Content starts

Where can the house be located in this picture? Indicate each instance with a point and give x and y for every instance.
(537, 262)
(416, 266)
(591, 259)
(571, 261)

Content ends

**AIM OF THE TASK**. The records above should be restated exactly, line for line.

**RESULT**.
Where can the house be located in this picture? Indicate each instance with a point and give x and y for every instance.
(537, 262)
(416, 266)
(591, 259)
(571, 261)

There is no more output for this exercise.